-- start Extracted material --

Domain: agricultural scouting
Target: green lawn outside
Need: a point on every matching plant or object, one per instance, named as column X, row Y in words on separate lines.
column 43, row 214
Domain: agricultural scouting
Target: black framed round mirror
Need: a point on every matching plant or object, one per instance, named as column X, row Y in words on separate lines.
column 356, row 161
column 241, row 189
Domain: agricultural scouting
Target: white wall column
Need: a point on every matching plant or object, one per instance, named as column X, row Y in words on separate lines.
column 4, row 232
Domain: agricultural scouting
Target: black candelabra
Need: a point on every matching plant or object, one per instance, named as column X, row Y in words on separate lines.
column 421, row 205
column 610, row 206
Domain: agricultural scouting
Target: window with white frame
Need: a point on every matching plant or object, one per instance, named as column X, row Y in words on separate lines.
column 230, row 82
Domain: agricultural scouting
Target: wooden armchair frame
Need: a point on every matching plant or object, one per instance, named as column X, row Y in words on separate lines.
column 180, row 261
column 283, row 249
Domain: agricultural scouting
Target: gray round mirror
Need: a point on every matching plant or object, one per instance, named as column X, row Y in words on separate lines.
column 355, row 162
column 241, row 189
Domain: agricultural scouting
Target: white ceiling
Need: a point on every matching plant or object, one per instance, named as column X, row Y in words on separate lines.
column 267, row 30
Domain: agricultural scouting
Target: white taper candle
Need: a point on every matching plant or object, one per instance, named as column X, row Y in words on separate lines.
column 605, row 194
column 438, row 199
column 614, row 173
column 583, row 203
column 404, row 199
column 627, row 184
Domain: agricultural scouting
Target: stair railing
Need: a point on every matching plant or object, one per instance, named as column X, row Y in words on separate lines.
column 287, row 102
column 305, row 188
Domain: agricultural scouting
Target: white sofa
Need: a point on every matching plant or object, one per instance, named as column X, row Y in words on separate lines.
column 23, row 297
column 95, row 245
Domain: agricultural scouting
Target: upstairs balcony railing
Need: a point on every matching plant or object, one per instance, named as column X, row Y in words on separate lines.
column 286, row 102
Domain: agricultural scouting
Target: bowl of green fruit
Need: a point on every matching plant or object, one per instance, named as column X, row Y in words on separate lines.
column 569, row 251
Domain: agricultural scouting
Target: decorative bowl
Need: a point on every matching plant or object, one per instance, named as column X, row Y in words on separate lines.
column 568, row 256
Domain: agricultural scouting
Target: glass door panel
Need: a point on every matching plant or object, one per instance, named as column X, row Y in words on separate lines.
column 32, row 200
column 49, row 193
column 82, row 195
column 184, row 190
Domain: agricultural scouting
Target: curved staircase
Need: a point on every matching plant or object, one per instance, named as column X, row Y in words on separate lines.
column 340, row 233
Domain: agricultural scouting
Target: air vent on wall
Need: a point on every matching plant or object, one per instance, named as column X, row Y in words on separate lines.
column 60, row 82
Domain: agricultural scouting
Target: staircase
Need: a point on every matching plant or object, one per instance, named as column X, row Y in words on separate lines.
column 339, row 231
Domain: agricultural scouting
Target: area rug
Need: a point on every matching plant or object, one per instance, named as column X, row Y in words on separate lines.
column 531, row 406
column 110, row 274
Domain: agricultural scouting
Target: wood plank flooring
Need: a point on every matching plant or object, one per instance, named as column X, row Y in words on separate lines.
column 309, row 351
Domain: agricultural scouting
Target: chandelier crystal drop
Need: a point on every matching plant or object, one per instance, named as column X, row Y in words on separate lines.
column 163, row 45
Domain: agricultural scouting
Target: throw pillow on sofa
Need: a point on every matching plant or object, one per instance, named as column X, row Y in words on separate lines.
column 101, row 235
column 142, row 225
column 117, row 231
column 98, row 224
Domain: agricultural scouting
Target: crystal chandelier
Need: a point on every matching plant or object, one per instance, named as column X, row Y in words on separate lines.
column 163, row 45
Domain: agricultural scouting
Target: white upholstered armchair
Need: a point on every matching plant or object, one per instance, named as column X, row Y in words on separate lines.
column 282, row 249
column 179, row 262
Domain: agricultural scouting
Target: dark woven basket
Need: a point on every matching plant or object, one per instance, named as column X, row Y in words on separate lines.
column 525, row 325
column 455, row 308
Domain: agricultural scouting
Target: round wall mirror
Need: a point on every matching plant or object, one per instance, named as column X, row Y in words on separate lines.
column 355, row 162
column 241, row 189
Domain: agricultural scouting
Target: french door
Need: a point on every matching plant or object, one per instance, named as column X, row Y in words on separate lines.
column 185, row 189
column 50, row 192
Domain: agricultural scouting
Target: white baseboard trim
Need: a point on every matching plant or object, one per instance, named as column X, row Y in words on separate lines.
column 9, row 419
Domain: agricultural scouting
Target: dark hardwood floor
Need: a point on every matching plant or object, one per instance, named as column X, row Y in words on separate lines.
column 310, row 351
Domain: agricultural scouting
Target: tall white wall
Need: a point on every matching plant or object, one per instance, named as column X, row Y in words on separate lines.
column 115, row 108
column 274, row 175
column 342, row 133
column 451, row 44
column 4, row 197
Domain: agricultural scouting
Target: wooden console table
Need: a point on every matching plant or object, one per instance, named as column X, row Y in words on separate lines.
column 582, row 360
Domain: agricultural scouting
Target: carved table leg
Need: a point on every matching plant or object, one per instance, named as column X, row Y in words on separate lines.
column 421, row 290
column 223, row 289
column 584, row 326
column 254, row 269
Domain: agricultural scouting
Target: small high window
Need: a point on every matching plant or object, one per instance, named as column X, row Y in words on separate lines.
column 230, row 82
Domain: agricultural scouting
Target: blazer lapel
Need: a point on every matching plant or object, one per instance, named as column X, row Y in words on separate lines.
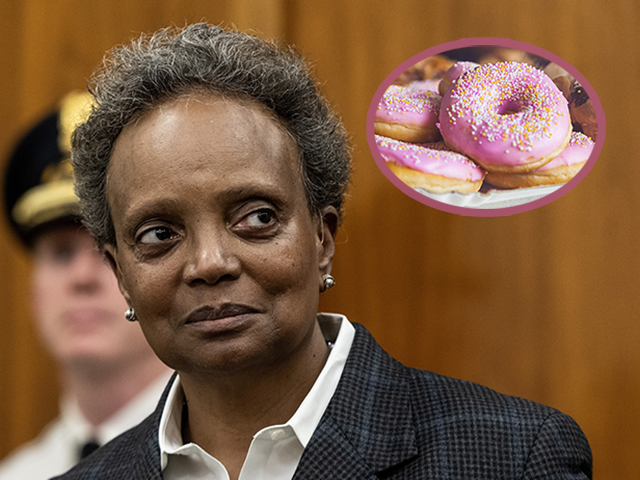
column 367, row 427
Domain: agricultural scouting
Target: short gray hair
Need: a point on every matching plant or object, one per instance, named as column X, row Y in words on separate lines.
column 172, row 62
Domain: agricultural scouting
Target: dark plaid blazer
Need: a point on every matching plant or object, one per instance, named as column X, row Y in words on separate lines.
column 386, row 420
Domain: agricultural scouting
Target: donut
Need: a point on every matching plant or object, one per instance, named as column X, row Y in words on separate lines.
column 408, row 114
column 454, row 72
column 508, row 117
column 559, row 170
column 430, row 166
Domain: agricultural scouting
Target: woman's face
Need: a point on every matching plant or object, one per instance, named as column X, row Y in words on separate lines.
column 216, row 248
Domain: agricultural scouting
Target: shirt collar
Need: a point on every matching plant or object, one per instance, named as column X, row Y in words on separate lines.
column 336, row 329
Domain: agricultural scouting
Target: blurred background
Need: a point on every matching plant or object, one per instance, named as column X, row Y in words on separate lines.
column 542, row 305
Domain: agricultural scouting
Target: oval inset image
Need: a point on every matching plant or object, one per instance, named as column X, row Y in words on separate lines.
column 485, row 127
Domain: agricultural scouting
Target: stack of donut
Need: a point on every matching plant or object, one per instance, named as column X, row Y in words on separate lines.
column 506, row 124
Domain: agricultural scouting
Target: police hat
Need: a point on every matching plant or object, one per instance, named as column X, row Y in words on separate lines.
column 38, row 183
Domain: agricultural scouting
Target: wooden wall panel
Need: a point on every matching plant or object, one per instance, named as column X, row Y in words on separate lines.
column 541, row 304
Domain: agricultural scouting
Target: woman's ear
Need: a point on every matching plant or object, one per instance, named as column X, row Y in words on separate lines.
column 327, row 230
column 111, row 254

-- end Extracted material --

### Your task
Replace every "Domain" in the rows above with "Category", keeping everything else the same. Leave the pictures out of your answer.

### In response
Category: agricultural scouting
Target: green lawn outside
Need: a point on every matching plant or object, one per instance, named as column X, row Y in words on separate lines.
column 43, row 214
Category: agricultural scouting
Target: black framed round mirror
Need: a point on every matching plant or object, one per instance, named as column X, row Y in words on separate lines.
column 356, row 161
column 241, row 189
Category: agricultural scouting
Target: white wall column
Need: a point on every matching plant or object, one per instance, named as column X, row Y in words on separate lines.
column 4, row 232
Category: agricultural scouting
Target: black candelabra
Need: a point on every matching plant or object, one per instance, named as column X, row Y in words on separate lines.
column 421, row 205
column 610, row 206
Category: agricultural scouting
Target: window with white frame
Need: a point on every matching plant or object, one per instance, named as column X, row Y in words on separate lines.
column 230, row 82
Category: agricultural scouting
Target: wooden armchair frame
Need: a point on every matching plant or object, one per instance, named as column X, row Y in words on separate lines.
column 180, row 261
column 283, row 249
Category: agricultural scouting
Target: gray round mirror
Need: a point on every matching plant or object, one per instance, named as column X, row Y in words on separate lines.
column 355, row 162
column 241, row 189
Category: agricultural scouting
Target: white ceiling
Need: a point on every matching plant or object, one per instance, named as column X, row Y in words on separate lines.
column 267, row 30
Category: agricultural scouting
Target: white taper candle
Need: a point on every matching plant or object, one per instance, named as column X, row Y in words on separate lines.
column 605, row 194
column 438, row 199
column 614, row 173
column 583, row 203
column 404, row 199
column 627, row 184
Category: agricultural scouting
Target: stair railing
Need: a point on every matching plant or object, one per instance, named as column X, row Y in words on separate lines.
column 287, row 102
column 305, row 188
Category: agricultural scouting
Target: white sofa
Need: a point on every matching plant or object, one per instance, named as column X, row Y in words on separate lines.
column 23, row 297
column 95, row 245
Category: agricultural scouting
Target: upstairs balcony railing
Need: a point on every matching plant or object, one per instance, named as column X, row Y in words on separate lines.
column 286, row 102
Category: agricultural scouting
Target: bowl of green fruit
Need: a point on every matching plant or object, one per instance, named as column X, row Y in words on separate lines.
column 569, row 251
Category: agricultural scouting
Target: decorative bowl
Need: a point on every matching plant or object, one per instance, named as column X, row Y in words on separate lines.
column 568, row 256
Category: agricultural scouting
Target: glass door panel
Need: a point on every matching plant or object, one per instance, named as column X, row Y in words on separate lines.
column 32, row 200
column 49, row 193
column 82, row 195
column 184, row 190
Category: agricultural scouting
Target: curved staircase
Need: a point on every matching plant or object, one per instance, named as column X, row Y in words on separate lines.
column 340, row 233
Category: agricultural scouting
Target: air vent on wall
Need: a point on every matching plant or object, one per instance, named as column X, row Y in words on separate lines.
column 60, row 82
Category: agricultural scouting
Target: staircase
Need: a point on every matching plant or object, one per instance, named as column X, row Y in words on separate lines.
column 339, row 231
Category: agricultural scouting
Target: area rug
Need: a point on every matching plant or object, one per instance, named as column X, row Y in words on separate lines.
column 531, row 406
column 110, row 274
Category: agricultural scouting
Target: wood plank flooring
Need: a point on every matching plant or object, one per instance, named as column X, row Y in words on separate lines.
column 309, row 351
Category: agricultural scouting
Target: chandelier crystal drop
Need: a point on every matching plant or object, one per instance, named as column X, row Y in words on separate lines.
column 163, row 45
Category: agricultural scouting
Target: throw pillow on sofa
Need: a point on every matching plant or object, one per instance, named as column X, row Y in words on separate lines.
column 101, row 235
column 142, row 225
column 117, row 231
column 98, row 224
Category: agricultural scouting
Target: crystal chandelier
Need: a point on every matching plant or object, one per instance, named as column X, row Y in words on separate lines.
column 163, row 45
Category: agricultural scouting
Target: white upholstered armchair
Need: a point on every matching plant or object, one per instance, named as column X, row Y in words on separate lines.
column 282, row 249
column 179, row 262
Category: agricultural scouting
Target: dark woven basket
Need: a point on every matching plant or object, one per instance, named as column X, row Y in words on separate lines.
column 525, row 325
column 455, row 308
Category: agricultural scouting
Target: round wall mirror
Need: a point on every matching plant or object, one per instance, named as column X, row Y in words on separate lines.
column 355, row 162
column 241, row 189
Category: agricultural scouting
Target: french door
Need: a point on every matching plant or object, one per instance, named as column X, row Y in words on separate lines.
column 185, row 189
column 50, row 192
Category: agricultural scouting
Target: white baseboard trim
Need: a point on every matching plant or object, one per instance, named as column X, row Y in words on separate lines.
column 9, row 419
Category: agricultural scouting
Target: dark hardwood floor
Need: a point on every matching plant or object, one per instance, named as column X, row Y in words on separate lines.
column 310, row 351
Category: agricultural scouting
Target: tall white wall
Need: a point on every matching plant or object, one per instance, named as column X, row Y in words on separate lines.
column 115, row 108
column 274, row 175
column 342, row 133
column 451, row 44
column 4, row 197
Category: agricultural scouting
Target: wooden console table
Need: a point on every matching plant or object, one per instance, named as column X, row Y in words on separate lines.
column 582, row 360
Category: agricultural scouting
Target: carved table leg
Need: a point on every matching plant or object, one per instance, named as column X, row Y in words on separate lines.
column 421, row 290
column 223, row 289
column 584, row 326
column 254, row 269
Category: agricultural scouting
Target: small high window
Need: a point on every matching plant or object, one per instance, named as column X, row Y in words on separate lines.
column 230, row 82
Category: agricultural scouting
Target: blazer lapel
Need: a point on every matching plant or object, one per instance, named as column X, row Y in words on separate lines.
column 367, row 427
Category: agricultural scouting
Target: short gray hair
Need: a point on every matching plant or object, one per instance, named as column X, row Y in words on separate lines.
column 172, row 62
Category: agricultural scouting
Target: dark plaid blazer
Need: a point on every matching plant or object, one per instance, named as column X, row Y in words on separate lines.
column 386, row 420
Category: agricultural scouting
Target: donut
Need: a point on every matching plant or object, one per instance, named as column X, row Y in words on separate lines.
column 408, row 114
column 454, row 72
column 508, row 117
column 559, row 170
column 430, row 166
Category: agricultural scouting
Target: woman's face
Need: a point on every matching plant or object, one per instance, named as column X, row Y in words on separate lines.
column 216, row 248
Category: agricultural scouting
Target: shirt collar
Need: a point on every matching plant or object, one per instance, named as column X, row Y in words on separate lines.
column 336, row 329
Category: agricultural scouting
Target: blurred background
Need: a point on every matching plant or object, one per instance, named as column X, row Y in words on separate lines.
column 542, row 305
Category: agricultural scouting
Target: oval inset image
Need: a point on every matching plant or object, one per instance, named as column X, row Y in words on separate lines.
column 485, row 127
Category: agricultural scouting
Target: stack of donut
Need: a point on every matching plant or object, one per instance, named as column X, row Y in words on separate lines.
column 506, row 124
Category: agricultural scouting
Target: police hat
Need: a point on every matching plant or object, one per instance, named as column X, row Y in words on separate lines.
column 38, row 183
Category: agricultural scouting
Target: wooden wall panel
Need: a point on every matching plant or object, one per instance, named as column X, row Y in words on separate lines.
column 541, row 304
Category: agricultural scouting
Target: woman's ear
Need: a point on every matching plant or object, one per instance, named as column X, row Y in words on separate lines.
column 327, row 230
column 111, row 254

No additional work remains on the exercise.